Complete the following.
1 – Using the passage on Mr. Gupta's challenge to the jury instructions, explain in one to three sentences why his objection to the "maintaining a good relationship" wording fails.
2 – Extend the passage on Mr. Gupta's challenge to the jury instructions, starting after its last sentence.

Source text.
========

Although Mr. Gupta ties his objection to the Court’s determination in U.S. v. Newman, 773 F. 3d 438 (2nd Cir. 2014) which was decided after his trial, “he presents no viable claim that the personal benefit challenge was unavailable to his counsel on appeal.” More importantly, Mr. Gupta has failed to show prejudice – that the personal benefit instructions he challenges were “so flawed as to deny him due process.” In this regard, it is axiomatic that the instruction must be viewed not in isolation but in context. Although Mr. Guta argued that it was error to instruct the jury that a personal benefit of “maintaining a good relationship” was sufficient, in fact the instruction went on to state “with a frequent business partner.” That statement is consistent with the teachings of the Supreme Court in Dirks v. SEC, 463 U.S. 646 (1983). And, Mr. Gupta’s claim that the benefit had to be financial is contrary not just to that decision but also Salman v. U.S., 137 S.Ct. 420 (2016).

========

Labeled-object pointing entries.
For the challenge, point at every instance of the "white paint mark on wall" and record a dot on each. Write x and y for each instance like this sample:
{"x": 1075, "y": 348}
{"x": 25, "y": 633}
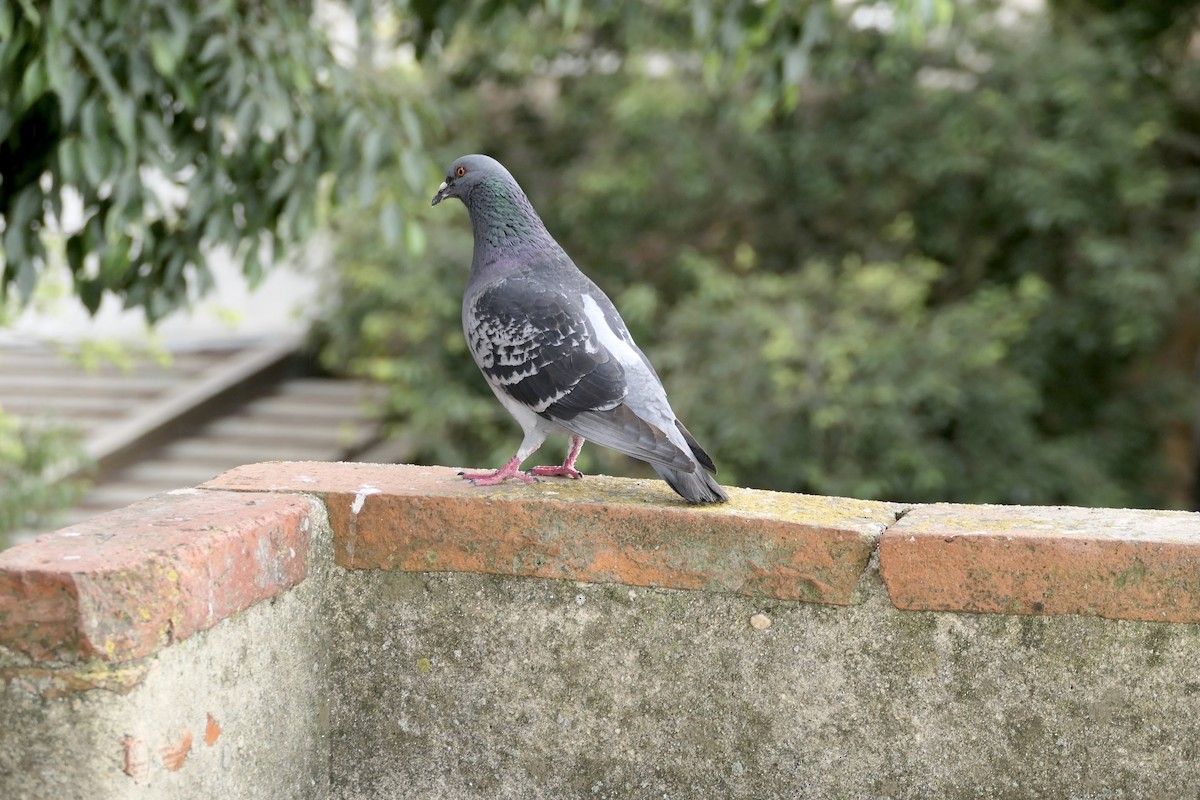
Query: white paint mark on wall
{"x": 361, "y": 495}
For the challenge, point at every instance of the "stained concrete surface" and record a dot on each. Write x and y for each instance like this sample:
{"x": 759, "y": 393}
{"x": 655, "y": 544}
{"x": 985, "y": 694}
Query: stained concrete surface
{"x": 475, "y": 686}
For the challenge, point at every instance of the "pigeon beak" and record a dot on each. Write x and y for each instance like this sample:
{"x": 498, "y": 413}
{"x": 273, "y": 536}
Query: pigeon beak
{"x": 439, "y": 196}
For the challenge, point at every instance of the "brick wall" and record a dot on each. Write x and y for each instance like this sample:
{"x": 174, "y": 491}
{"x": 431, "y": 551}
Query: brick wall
{"x": 99, "y": 607}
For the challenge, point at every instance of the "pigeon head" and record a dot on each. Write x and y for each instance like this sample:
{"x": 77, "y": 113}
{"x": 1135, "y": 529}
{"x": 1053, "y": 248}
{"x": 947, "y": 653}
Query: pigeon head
{"x": 467, "y": 173}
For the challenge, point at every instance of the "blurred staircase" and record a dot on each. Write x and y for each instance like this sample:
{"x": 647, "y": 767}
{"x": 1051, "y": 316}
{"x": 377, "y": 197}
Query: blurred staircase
{"x": 151, "y": 427}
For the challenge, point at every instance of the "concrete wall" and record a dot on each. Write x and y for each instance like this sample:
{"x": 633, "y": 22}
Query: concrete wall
{"x": 358, "y": 631}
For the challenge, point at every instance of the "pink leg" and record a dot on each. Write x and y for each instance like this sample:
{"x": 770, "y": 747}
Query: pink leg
{"x": 568, "y": 468}
{"x": 513, "y": 469}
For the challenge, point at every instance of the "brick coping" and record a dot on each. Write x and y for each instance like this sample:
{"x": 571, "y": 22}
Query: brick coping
{"x": 117, "y": 588}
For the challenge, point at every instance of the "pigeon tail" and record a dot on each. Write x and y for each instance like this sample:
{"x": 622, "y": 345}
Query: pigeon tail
{"x": 695, "y": 487}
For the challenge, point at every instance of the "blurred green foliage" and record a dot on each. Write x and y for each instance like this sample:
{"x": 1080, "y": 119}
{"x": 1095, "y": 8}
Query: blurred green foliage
{"x": 137, "y": 134}
{"x": 30, "y": 449}
{"x": 954, "y": 268}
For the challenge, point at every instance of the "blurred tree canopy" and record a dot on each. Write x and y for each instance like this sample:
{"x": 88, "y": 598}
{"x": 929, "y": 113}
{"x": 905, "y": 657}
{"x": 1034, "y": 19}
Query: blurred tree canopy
{"x": 963, "y": 266}
{"x": 960, "y": 265}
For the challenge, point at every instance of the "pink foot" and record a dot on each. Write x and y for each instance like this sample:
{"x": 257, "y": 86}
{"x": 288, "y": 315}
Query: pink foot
{"x": 513, "y": 469}
{"x": 557, "y": 471}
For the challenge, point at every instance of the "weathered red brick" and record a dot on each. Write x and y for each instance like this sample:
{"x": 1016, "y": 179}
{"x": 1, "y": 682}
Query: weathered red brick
{"x": 1119, "y": 564}
{"x": 599, "y": 529}
{"x": 120, "y": 585}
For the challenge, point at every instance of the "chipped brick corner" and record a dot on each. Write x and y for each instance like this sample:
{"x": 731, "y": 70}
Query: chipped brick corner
{"x": 103, "y": 594}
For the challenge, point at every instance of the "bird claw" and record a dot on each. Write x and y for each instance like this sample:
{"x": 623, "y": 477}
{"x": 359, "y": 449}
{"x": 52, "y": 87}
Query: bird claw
{"x": 495, "y": 479}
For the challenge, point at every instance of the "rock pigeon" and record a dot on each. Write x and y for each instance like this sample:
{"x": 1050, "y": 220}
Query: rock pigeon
{"x": 553, "y": 348}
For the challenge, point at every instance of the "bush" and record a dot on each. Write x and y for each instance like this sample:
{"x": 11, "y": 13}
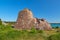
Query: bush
{"x": 54, "y": 37}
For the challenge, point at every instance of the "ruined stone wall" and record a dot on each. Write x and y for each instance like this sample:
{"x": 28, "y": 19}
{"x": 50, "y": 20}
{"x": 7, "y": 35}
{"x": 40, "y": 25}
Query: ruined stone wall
{"x": 26, "y": 20}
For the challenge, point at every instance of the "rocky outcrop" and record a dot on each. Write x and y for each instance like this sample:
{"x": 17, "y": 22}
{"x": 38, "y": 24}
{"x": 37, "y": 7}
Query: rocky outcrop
{"x": 27, "y": 21}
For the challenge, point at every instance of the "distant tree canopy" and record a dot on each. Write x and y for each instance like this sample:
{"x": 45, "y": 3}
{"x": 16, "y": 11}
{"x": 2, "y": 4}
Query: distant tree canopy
{"x": 0, "y": 22}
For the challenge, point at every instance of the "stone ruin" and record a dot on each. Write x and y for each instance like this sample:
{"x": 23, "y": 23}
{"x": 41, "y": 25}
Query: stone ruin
{"x": 26, "y": 20}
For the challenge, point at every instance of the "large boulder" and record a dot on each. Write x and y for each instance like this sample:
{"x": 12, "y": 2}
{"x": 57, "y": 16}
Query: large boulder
{"x": 26, "y": 20}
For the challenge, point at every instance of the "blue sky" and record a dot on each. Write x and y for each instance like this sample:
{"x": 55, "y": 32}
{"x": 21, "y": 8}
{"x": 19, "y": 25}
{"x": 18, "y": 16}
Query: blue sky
{"x": 47, "y": 9}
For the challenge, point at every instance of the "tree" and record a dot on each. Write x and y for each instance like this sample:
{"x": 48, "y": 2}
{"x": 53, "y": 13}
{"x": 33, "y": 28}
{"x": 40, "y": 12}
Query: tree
{"x": 0, "y": 22}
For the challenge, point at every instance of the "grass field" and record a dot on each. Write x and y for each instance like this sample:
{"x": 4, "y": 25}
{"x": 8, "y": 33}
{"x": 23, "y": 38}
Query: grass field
{"x": 9, "y": 33}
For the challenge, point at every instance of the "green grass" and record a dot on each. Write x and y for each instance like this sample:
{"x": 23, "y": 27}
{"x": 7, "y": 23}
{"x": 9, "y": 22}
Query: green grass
{"x": 9, "y": 33}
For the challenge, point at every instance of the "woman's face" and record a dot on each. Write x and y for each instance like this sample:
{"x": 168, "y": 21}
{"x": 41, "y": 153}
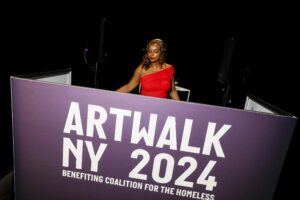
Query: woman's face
{"x": 154, "y": 52}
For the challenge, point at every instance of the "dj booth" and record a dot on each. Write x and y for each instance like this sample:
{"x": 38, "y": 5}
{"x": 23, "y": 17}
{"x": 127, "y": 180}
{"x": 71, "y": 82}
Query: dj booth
{"x": 75, "y": 142}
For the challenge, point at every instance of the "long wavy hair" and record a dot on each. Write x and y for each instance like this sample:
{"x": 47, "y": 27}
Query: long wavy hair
{"x": 163, "y": 50}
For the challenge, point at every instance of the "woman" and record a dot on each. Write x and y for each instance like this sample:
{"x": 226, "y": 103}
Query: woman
{"x": 154, "y": 75}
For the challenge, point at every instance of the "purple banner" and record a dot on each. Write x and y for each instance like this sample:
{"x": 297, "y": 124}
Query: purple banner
{"x": 82, "y": 143}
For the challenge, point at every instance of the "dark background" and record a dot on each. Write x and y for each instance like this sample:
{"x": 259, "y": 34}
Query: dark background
{"x": 263, "y": 61}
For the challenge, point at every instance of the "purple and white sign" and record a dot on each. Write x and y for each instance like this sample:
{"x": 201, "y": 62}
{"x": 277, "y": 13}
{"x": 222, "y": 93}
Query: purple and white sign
{"x": 82, "y": 143}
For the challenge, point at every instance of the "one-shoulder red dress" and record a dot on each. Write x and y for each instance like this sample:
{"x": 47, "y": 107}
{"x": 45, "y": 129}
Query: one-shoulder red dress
{"x": 157, "y": 84}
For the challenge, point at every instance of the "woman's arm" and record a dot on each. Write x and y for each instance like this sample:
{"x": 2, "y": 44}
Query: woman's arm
{"x": 134, "y": 81}
{"x": 174, "y": 94}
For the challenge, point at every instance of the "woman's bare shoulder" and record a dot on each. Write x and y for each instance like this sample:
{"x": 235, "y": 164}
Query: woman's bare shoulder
{"x": 166, "y": 65}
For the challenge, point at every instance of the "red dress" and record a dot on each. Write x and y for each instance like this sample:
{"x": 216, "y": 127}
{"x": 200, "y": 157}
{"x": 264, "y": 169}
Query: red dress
{"x": 157, "y": 84}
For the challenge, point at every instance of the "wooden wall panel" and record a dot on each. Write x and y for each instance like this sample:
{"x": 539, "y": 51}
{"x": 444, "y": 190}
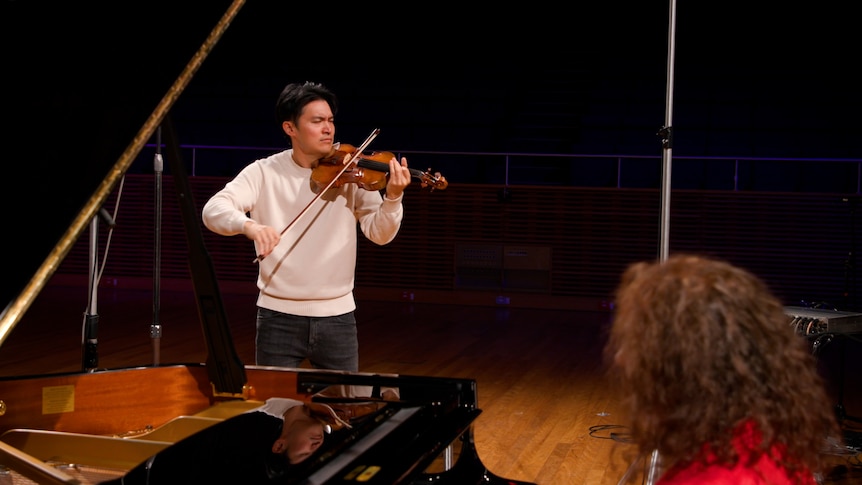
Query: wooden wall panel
{"x": 802, "y": 244}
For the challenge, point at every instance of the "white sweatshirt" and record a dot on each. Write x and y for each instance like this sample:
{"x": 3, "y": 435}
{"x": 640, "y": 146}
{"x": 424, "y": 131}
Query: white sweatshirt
{"x": 312, "y": 269}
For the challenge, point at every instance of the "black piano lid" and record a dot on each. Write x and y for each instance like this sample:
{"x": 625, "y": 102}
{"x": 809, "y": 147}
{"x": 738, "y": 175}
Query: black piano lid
{"x": 82, "y": 79}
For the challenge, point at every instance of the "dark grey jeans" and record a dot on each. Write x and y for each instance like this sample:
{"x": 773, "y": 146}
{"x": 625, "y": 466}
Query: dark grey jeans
{"x": 286, "y": 340}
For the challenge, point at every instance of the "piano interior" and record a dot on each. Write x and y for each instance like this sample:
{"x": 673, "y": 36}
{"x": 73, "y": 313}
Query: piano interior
{"x": 104, "y": 88}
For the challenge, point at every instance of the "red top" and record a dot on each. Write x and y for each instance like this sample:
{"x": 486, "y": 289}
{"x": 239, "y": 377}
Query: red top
{"x": 766, "y": 471}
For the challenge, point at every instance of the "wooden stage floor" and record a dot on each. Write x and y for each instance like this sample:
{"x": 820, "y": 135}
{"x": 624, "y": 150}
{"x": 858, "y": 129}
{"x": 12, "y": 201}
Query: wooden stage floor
{"x": 548, "y": 415}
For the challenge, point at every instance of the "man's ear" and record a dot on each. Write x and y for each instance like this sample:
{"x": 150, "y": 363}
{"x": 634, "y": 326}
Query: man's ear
{"x": 279, "y": 446}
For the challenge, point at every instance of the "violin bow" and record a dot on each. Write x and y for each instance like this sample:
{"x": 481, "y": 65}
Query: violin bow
{"x": 356, "y": 155}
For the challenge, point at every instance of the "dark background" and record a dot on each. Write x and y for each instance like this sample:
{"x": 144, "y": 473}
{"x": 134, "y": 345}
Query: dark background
{"x": 771, "y": 80}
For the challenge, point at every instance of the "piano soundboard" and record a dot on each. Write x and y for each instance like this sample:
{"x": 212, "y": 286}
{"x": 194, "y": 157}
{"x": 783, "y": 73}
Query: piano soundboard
{"x": 816, "y": 321}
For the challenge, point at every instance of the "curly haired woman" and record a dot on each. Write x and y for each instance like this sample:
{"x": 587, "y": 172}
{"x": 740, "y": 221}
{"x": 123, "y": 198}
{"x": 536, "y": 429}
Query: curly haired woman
{"x": 713, "y": 378}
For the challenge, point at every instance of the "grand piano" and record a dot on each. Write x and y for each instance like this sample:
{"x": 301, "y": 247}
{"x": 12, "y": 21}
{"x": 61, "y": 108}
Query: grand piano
{"x": 90, "y": 86}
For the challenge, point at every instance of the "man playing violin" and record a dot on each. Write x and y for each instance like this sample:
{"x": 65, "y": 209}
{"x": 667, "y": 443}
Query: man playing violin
{"x": 305, "y": 236}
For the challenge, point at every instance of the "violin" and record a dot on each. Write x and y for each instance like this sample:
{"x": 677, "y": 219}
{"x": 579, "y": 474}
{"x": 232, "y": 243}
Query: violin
{"x": 369, "y": 170}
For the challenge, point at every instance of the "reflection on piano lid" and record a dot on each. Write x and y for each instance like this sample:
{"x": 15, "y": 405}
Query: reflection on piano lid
{"x": 816, "y": 321}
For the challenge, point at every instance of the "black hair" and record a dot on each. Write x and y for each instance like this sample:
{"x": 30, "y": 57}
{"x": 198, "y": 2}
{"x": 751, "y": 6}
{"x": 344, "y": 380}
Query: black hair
{"x": 295, "y": 96}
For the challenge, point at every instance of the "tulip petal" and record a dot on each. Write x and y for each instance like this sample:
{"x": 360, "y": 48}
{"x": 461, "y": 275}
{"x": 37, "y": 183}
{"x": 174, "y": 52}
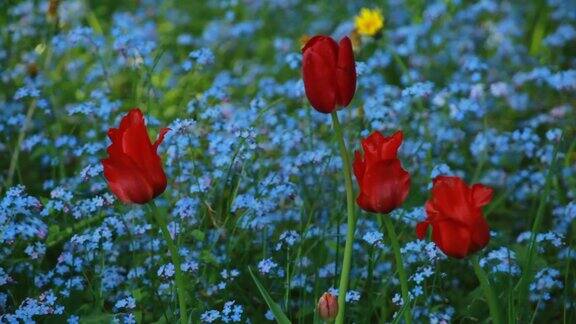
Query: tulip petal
{"x": 126, "y": 181}
{"x": 450, "y": 196}
{"x": 389, "y": 149}
{"x": 319, "y": 83}
{"x": 359, "y": 167}
{"x": 385, "y": 186}
{"x": 345, "y": 73}
{"x": 453, "y": 239}
{"x": 480, "y": 234}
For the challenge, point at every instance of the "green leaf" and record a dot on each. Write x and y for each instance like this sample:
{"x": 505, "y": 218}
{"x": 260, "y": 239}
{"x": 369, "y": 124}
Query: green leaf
{"x": 274, "y": 307}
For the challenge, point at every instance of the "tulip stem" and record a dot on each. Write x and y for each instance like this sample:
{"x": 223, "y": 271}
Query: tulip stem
{"x": 347, "y": 260}
{"x": 489, "y": 293}
{"x": 175, "y": 255}
{"x": 399, "y": 267}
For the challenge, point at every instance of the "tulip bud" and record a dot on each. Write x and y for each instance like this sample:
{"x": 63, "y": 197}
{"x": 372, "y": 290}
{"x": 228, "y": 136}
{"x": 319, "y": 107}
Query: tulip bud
{"x": 328, "y": 307}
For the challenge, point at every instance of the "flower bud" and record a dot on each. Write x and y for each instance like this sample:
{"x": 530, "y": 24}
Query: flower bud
{"x": 328, "y": 307}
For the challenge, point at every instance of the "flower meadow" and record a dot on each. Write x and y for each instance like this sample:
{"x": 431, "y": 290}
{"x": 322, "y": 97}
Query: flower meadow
{"x": 294, "y": 161}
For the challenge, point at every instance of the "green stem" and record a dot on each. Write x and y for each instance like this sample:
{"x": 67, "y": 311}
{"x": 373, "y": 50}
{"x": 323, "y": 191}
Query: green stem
{"x": 347, "y": 260}
{"x": 399, "y": 267}
{"x": 489, "y": 293}
{"x": 17, "y": 147}
{"x": 175, "y": 255}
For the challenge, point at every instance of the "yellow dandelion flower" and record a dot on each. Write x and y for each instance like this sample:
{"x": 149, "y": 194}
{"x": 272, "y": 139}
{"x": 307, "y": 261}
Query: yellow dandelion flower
{"x": 369, "y": 22}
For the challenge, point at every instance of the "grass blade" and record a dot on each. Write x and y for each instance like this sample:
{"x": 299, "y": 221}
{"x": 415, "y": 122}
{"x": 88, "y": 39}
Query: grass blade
{"x": 274, "y": 307}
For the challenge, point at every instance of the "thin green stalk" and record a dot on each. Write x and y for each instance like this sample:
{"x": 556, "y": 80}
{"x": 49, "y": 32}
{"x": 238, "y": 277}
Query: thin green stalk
{"x": 399, "y": 267}
{"x": 17, "y": 147}
{"x": 175, "y": 255}
{"x": 347, "y": 260}
{"x": 489, "y": 293}
{"x": 527, "y": 271}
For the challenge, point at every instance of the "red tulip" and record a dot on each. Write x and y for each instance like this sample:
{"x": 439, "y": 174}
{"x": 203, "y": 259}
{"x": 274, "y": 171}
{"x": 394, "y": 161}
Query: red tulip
{"x": 329, "y": 73}
{"x": 455, "y": 214}
{"x": 134, "y": 169}
{"x": 384, "y": 184}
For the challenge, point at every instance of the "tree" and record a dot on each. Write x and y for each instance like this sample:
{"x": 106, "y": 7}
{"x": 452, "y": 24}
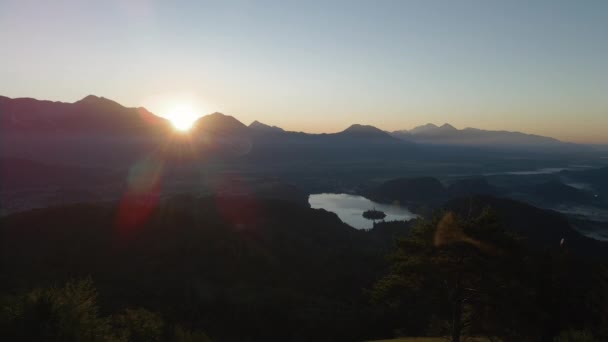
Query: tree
{"x": 454, "y": 268}
{"x": 67, "y": 313}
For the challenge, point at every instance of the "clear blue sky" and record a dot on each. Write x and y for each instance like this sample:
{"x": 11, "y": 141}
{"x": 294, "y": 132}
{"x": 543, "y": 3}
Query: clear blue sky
{"x": 534, "y": 66}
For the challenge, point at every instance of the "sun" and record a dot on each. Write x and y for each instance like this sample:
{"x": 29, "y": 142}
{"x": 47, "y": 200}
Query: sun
{"x": 182, "y": 117}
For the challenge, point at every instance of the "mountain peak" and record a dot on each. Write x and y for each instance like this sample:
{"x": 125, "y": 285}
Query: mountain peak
{"x": 357, "y": 128}
{"x": 219, "y": 123}
{"x": 97, "y": 100}
{"x": 424, "y": 128}
{"x": 447, "y": 126}
{"x": 262, "y": 127}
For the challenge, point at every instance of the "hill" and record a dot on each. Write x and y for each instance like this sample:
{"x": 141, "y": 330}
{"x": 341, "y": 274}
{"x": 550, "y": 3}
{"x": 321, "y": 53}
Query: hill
{"x": 449, "y": 135}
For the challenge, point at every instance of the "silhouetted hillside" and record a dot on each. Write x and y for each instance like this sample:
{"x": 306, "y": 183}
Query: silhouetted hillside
{"x": 471, "y": 186}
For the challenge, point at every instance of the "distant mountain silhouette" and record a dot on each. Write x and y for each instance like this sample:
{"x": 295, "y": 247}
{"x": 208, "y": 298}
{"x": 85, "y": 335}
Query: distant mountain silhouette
{"x": 91, "y": 116}
{"x": 366, "y": 132}
{"x": 449, "y": 135}
{"x": 219, "y": 124}
{"x": 263, "y": 128}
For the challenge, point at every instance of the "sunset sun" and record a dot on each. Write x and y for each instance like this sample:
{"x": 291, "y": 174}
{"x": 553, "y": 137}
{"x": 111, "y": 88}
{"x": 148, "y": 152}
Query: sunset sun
{"x": 182, "y": 117}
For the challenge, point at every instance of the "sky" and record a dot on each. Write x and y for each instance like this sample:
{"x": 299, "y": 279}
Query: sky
{"x": 318, "y": 66}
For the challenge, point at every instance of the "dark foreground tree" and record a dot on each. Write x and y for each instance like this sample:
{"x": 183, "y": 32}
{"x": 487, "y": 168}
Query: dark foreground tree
{"x": 462, "y": 272}
{"x": 70, "y": 313}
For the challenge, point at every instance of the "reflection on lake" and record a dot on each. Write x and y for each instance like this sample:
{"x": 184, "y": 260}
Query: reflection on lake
{"x": 350, "y": 208}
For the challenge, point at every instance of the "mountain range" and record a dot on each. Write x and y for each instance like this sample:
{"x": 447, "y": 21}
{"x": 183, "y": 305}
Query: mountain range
{"x": 102, "y": 130}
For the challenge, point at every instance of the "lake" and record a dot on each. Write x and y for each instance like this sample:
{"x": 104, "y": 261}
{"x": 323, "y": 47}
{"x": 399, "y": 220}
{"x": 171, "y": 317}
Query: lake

========

Exercise results.
1 – An instruction has to be read in context, not in isolation, and this one went on to say "with a frequent business partner." Read in full, it is consistent with the Supreme Court's teaching in Dirks v. SEC.

2 –
Finally, on the claim of actual innocence, Mr. Gupta failed to demonstrate in view of all the evidence that no reasonable juror would have convicted him. To the contrary, the record is replete with examples of Mr. Gupta calling Mr. Rajaratnam with inside information; of trading by Galleon in which Mr. Gupta had a stake; and of profits being made. For example, on September 23, 2008 Mr. Gupta participated in a board meeting at Goldman Sachs Group, Inc. in which he learned that Warren Buffett was about to invest $5 billion in the investment bank. The deal was to be announced at 6 p.m. At 3:45 p.m. – one minute after the meeting ended – Mr. Gupta called his friend Mr. Rajaratnam. The two men spoke briefly. Galleon immediately began buying Goldman shares before the announcement and purchases by Mr. Buffett. A record built on such evidence fails to establish actual innocence.